### [Directive]
Reproduce the following material word for word, keeping every line in its original order.

Location identification entries:
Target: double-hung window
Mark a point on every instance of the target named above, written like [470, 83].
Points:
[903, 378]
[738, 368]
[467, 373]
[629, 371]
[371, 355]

### [Problem solution]
Target: double-hung window
Mark a point on every instance of the target named above, written like [470, 83].
Points:
[903, 378]
[738, 368]
[467, 373]
[629, 371]
[371, 355]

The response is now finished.